Task description>
Restate, word for word, the run of lines that starts at the line containing "Task: set a pin on each instance of the two-story" and ends with the final line of the listing. Leave pictures out.

Information given>
....

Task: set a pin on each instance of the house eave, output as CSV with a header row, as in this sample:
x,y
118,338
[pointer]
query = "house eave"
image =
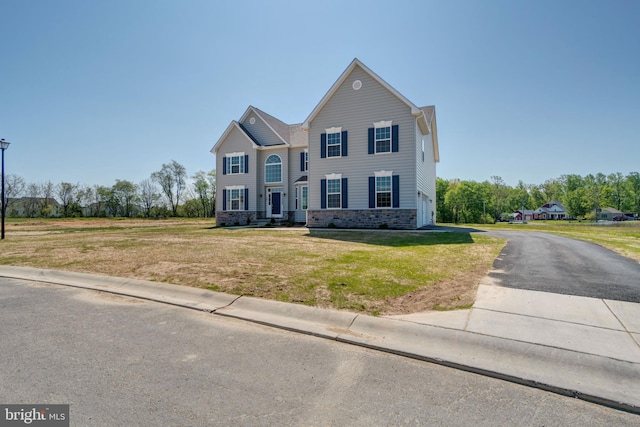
x,y
232,125
255,111
356,63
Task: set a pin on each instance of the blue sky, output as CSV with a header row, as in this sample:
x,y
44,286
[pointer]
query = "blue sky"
x,y
94,91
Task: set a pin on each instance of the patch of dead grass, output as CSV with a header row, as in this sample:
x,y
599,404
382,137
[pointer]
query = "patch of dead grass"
x,y
369,272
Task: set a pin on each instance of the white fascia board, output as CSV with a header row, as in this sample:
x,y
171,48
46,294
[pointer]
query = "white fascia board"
x,y
232,125
254,110
356,63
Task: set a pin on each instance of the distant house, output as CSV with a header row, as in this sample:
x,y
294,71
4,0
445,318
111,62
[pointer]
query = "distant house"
x,y
553,210
518,215
365,158
610,214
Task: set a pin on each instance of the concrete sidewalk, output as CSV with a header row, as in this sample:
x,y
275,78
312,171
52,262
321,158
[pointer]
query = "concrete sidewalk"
x,y
582,347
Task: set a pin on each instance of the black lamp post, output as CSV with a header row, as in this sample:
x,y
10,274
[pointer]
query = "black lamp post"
x,y
3,146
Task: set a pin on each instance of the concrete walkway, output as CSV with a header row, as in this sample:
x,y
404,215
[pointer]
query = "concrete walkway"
x,y
583,347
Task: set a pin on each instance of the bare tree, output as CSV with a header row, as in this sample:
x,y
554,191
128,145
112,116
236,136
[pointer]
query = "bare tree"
x,y
67,194
149,196
172,180
14,186
46,191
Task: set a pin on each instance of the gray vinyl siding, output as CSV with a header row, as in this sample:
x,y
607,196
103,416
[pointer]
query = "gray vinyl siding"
x,y
237,142
356,111
294,174
425,171
262,132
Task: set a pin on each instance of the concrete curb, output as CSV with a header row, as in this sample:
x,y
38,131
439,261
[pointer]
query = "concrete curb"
x,y
597,379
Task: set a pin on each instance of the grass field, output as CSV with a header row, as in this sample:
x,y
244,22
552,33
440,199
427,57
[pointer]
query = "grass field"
x,y
372,272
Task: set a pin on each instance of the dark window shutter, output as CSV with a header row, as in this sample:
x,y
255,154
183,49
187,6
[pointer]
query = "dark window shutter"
x,y
372,192
394,138
396,190
323,194
344,143
344,194
323,145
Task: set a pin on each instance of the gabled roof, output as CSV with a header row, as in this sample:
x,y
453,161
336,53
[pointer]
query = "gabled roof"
x,y
278,127
426,124
234,125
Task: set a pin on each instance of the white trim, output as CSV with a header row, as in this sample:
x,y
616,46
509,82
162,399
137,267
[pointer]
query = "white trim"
x,y
334,177
384,174
253,109
334,131
415,111
232,125
273,164
383,124
235,154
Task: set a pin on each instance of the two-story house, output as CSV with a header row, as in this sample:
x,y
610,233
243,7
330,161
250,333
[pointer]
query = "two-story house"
x,y
364,158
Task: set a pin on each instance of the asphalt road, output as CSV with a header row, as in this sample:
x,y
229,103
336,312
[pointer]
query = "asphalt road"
x,y
549,263
119,361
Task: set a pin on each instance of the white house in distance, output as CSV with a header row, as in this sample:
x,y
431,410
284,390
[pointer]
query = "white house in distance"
x,y
364,158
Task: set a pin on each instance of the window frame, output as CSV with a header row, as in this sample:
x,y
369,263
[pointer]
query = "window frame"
x,y
336,146
239,198
241,166
386,175
333,179
383,125
267,167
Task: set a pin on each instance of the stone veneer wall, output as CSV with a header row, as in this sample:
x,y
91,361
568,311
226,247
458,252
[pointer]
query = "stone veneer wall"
x,y
363,218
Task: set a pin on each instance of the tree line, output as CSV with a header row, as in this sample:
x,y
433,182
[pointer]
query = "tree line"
x,y
166,193
484,202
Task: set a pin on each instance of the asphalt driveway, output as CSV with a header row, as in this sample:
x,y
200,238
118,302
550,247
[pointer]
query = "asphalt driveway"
x,y
549,263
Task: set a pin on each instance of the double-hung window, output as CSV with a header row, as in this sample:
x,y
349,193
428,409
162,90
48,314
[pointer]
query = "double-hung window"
x,y
334,144
273,169
235,198
383,191
383,139
333,193
235,163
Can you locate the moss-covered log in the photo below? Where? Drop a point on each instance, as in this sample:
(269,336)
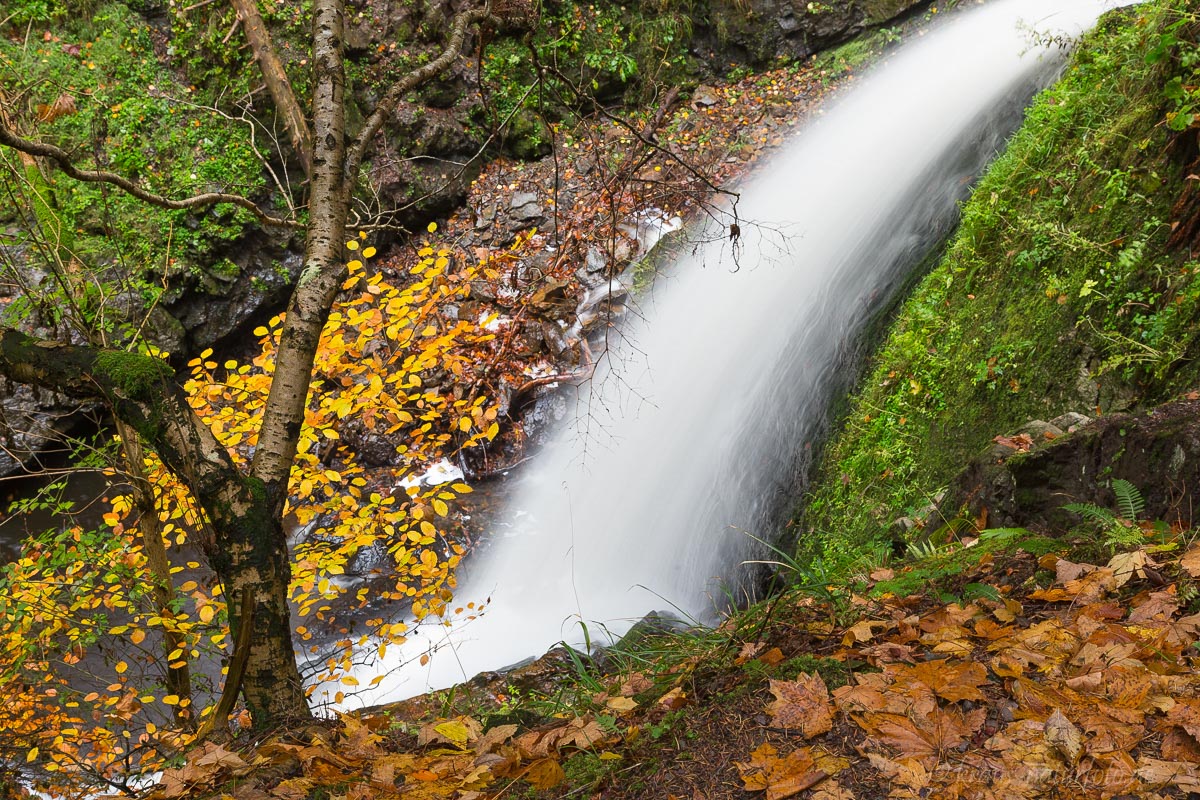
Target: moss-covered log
(244,541)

....

Expected answer>
Task: set a pin on each instance of the two-story house, output as CSV with a header row, as in this sample:
x,y
610,233
243,7
330,161
250,333
[pointer]
query = "two-story house"
x,y
364,158
Task: set a pin on each instance of the asphalt road, output as CSV with a header row, as in this sample:
x,y
229,103
336,312
[pointer]
query = "asphalt road"
x,y
549,263
119,361
Task: set a pin on each instance of the white house in distance, output as CSV with a header row, as in this sample:
x,y
431,410
284,390
[pointer]
query = "white house in distance"
x,y
364,158
Task: set a pin on each instance of the window frame, output as CSV with a header row, as in this sample:
x,y
369,263
[pointer]
query = "window frame"
x,y
336,146
239,198
241,166
386,175
333,179
383,125
267,167
Task: set a pin on each instance of the stone veneer wall, output as CSV with a header row, as in this sample:
x,y
91,361
568,311
226,247
458,252
[pointer]
query = "stone veneer wall"
x,y
363,218
Task: set a pin on each instance of the tree line, output as CSV with a header row, as in this sample:
x,y
433,182
[pointer]
query = "tree line"
x,y
166,193
484,202
Task: set a pin on each instance of the asphalt driveway, output as CSV with a header row, as in this sample:
x,y
200,238
118,302
550,247
[pointer]
query = "asphalt driveway"
x,y
549,263
Task: set a pin on each instance of the double-hung window, output as CSV with a header row, as in this sample:
x,y
349,193
428,409
162,90
48,314
[pointer]
query = "double-hung window"
x,y
334,144
273,169
235,198
383,191
383,139
333,193
235,163
Can you locate the moss-covered log in the photo below? Where? Drop a point on each instance, as in this sample:
(269,336)
Target: moss-covered log
(244,541)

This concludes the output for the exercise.